## YOUR INSTRUCTIONS:
Please keep to the lines below from the one with "Q: Tag each instance of the blue jeans" through the one with "Q: Tag each instance of the beige", and restate them word for word, ends included.

## INFORMATION SHOWN:

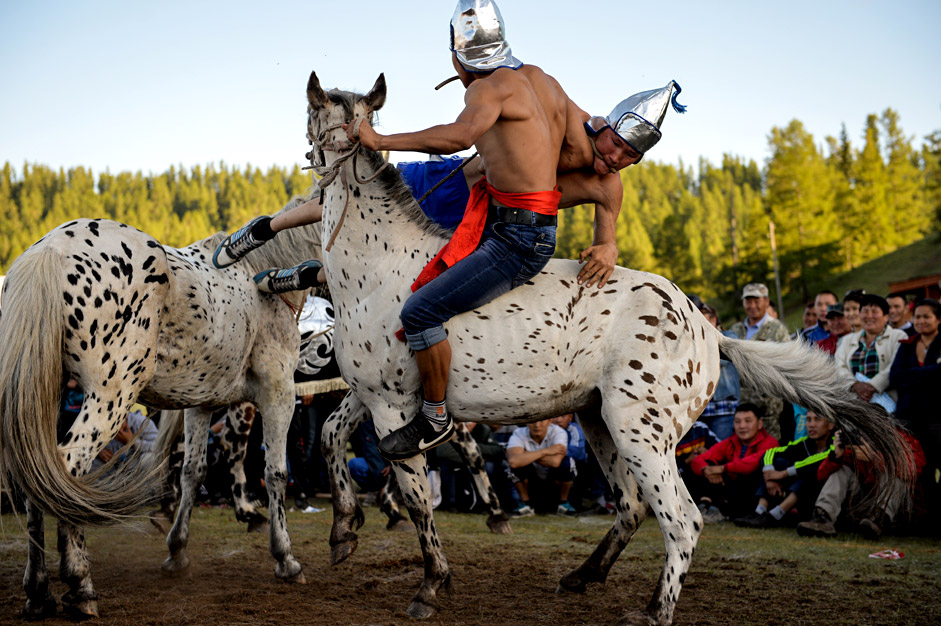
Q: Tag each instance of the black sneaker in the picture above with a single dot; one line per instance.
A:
(301, 276)
(414, 438)
(237, 245)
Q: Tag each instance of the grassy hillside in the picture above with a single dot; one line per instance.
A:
(918, 259)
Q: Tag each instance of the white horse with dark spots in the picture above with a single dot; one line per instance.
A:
(635, 359)
(134, 321)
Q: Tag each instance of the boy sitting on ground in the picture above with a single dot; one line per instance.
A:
(727, 475)
(790, 475)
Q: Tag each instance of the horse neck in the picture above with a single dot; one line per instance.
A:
(383, 232)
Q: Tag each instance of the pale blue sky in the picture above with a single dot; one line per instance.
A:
(142, 86)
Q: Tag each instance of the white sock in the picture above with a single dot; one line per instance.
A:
(436, 413)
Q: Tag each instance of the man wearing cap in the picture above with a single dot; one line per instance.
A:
(838, 326)
(865, 358)
(760, 326)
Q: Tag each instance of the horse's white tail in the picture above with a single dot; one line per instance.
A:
(31, 382)
(807, 376)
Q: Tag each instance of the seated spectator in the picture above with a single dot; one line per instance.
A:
(809, 319)
(697, 440)
(458, 492)
(576, 456)
(865, 358)
(838, 326)
(847, 474)
(820, 330)
(916, 375)
(368, 469)
(790, 475)
(852, 303)
(728, 474)
(721, 408)
(535, 453)
(900, 315)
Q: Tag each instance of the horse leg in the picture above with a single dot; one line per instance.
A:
(40, 603)
(196, 426)
(276, 403)
(347, 513)
(498, 521)
(80, 601)
(631, 509)
(388, 504)
(238, 425)
(650, 457)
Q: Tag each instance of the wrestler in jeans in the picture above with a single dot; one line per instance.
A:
(508, 256)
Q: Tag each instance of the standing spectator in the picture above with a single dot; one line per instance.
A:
(916, 374)
(535, 454)
(865, 358)
(759, 326)
(852, 303)
(900, 316)
(728, 474)
(576, 457)
(720, 410)
(808, 321)
(824, 299)
(790, 475)
(839, 327)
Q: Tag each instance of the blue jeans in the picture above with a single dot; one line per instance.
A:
(508, 256)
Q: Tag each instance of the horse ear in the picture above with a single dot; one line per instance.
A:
(377, 95)
(315, 95)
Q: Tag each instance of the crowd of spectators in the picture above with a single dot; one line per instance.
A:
(786, 466)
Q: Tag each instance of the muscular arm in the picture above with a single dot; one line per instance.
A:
(483, 105)
(605, 191)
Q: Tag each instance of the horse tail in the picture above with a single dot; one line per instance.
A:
(32, 339)
(807, 376)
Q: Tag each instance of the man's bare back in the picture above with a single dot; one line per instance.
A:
(521, 150)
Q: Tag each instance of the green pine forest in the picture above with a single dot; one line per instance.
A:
(835, 204)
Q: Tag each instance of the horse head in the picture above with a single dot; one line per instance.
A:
(328, 112)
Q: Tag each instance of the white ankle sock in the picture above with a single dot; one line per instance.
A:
(436, 413)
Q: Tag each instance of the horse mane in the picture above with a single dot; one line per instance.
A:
(390, 180)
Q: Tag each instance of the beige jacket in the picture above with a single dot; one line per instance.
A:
(887, 344)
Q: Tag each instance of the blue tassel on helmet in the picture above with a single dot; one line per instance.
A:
(679, 108)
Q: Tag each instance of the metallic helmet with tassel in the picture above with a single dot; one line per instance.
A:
(638, 118)
(478, 37)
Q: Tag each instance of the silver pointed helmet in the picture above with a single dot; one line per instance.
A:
(638, 118)
(478, 37)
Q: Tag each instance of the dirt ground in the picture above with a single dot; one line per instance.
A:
(738, 576)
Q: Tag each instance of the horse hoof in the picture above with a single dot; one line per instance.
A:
(258, 525)
(402, 526)
(420, 610)
(176, 567)
(37, 611)
(636, 618)
(342, 551)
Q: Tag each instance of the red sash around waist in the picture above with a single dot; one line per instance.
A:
(467, 235)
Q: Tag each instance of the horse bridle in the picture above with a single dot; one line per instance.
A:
(329, 174)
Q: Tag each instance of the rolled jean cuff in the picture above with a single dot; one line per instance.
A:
(424, 339)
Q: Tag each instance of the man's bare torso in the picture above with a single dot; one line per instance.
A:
(521, 150)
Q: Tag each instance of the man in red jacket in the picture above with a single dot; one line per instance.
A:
(729, 473)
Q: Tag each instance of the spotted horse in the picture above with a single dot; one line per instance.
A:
(635, 359)
(134, 321)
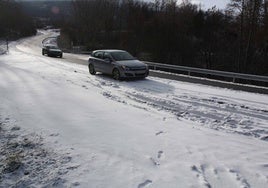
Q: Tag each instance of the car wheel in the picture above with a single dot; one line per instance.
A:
(116, 74)
(91, 69)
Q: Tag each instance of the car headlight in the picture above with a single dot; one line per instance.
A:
(125, 68)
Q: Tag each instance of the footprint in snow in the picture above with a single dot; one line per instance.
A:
(158, 133)
(160, 154)
(144, 184)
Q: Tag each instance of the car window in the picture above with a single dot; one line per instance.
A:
(98, 55)
(121, 56)
(106, 55)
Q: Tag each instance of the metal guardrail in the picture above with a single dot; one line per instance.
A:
(190, 70)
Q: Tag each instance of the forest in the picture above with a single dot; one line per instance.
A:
(14, 22)
(175, 32)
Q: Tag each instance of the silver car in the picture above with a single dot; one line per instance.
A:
(118, 63)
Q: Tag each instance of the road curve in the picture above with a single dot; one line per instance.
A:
(35, 44)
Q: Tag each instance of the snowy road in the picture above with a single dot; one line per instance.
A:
(143, 133)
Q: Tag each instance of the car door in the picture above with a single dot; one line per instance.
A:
(107, 63)
(98, 61)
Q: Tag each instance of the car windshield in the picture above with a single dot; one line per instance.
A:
(53, 47)
(122, 56)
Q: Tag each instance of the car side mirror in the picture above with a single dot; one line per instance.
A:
(108, 60)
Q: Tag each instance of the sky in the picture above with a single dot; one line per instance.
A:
(221, 4)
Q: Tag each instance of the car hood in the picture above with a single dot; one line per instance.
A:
(131, 63)
(55, 50)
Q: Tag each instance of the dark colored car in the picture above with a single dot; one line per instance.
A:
(118, 63)
(51, 50)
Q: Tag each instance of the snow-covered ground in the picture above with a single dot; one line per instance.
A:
(97, 132)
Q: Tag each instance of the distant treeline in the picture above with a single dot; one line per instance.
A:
(14, 22)
(165, 31)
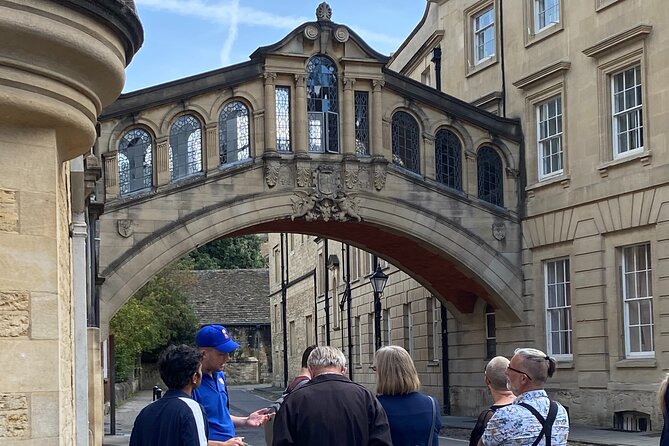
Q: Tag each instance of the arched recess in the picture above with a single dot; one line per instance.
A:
(448, 259)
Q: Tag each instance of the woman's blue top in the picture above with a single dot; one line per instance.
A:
(410, 418)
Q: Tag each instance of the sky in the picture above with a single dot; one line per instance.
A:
(187, 37)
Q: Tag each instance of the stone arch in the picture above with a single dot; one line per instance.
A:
(499, 279)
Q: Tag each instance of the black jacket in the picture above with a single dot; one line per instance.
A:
(174, 420)
(331, 410)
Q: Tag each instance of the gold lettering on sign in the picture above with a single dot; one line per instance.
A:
(9, 212)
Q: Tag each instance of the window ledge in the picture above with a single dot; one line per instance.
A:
(563, 179)
(643, 157)
(637, 363)
(486, 63)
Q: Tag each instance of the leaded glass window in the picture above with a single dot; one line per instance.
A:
(233, 132)
(362, 123)
(135, 161)
(282, 119)
(185, 147)
(322, 105)
(489, 170)
(405, 142)
(627, 112)
(448, 159)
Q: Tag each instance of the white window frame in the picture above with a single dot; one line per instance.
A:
(539, 8)
(549, 112)
(636, 110)
(561, 287)
(637, 300)
(481, 32)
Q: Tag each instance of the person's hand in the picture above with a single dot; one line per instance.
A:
(258, 418)
(236, 441)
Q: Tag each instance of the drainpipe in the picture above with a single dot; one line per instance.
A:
(436, 58)
(284, 280)
(327, 291)
(444, 361)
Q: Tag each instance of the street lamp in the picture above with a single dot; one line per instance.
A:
(378, 280)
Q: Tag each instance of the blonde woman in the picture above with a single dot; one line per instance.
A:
(414, 418)
(663, 400)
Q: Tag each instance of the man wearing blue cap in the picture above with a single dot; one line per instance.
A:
(216, 345)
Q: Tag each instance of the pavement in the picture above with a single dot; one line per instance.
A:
(248, 398)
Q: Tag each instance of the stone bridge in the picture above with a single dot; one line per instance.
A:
(379, 161)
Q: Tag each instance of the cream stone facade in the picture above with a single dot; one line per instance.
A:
(60, 64)
(587, 80)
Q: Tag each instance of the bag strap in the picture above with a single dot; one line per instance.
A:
(434, 421)
(546, 423)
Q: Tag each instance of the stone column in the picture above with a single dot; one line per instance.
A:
(111, 175)
(301, 138)
(212, 158)
(377, 119)
(270, 112)
(162, 162)
(348, 117)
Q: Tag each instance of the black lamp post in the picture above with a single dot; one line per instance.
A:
(378, 280)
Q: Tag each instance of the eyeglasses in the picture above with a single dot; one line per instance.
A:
(519, 371)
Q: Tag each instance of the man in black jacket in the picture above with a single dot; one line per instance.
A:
(330, 410)
(175, 419)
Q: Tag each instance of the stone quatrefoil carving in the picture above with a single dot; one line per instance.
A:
(326, 201)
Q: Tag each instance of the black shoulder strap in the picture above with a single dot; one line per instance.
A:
(546, 423)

## RESPONSE AREA:
Q: Tag each instance of the blue jeans in the picture above with a single dot; one line per instance.
A:
(508, 256)
Q: Tag each instance of the horse ear in the picture above with a single dot; one line per instance.
A:
(377, 95)
(315, 95)
Q: Tag each instance of the crowd of spectators in the picture above with a single dot; one line per instance.
A:
(786, 466)
Q: Tag each instance of the muscular arm in the picture above with a single dot; one line per instance.
A:
(483, 105)
(605, 191)
Q: Tag each instance of the horse tail in the picture above with a single dot; one line per instance.
A:
(32, 339)
(807, 376)
Q: Tag each instance of the man's bare back in the picture above with a single dot; one line per instance.
A:
(521, 150)
Q: Tag each instance of the green pine forest in the picture above with a single dot; one line per instance.
A:
(835, 204)
Q: Tag each instance of the horse head in the picture above with a single dot; one line per instance.
A:
(328, 112)
Q: Tag each instance of the white ankle sock in the picture above with a single dot; one line per instance.
A:
(436, 413)
Q: Tag each instance of the horse mane in the picture above with a single dot; one line per instance.
A:
(390, 180)
Q: Tag each instance of the beige jacket in the picture above with a single dot; one line per instance.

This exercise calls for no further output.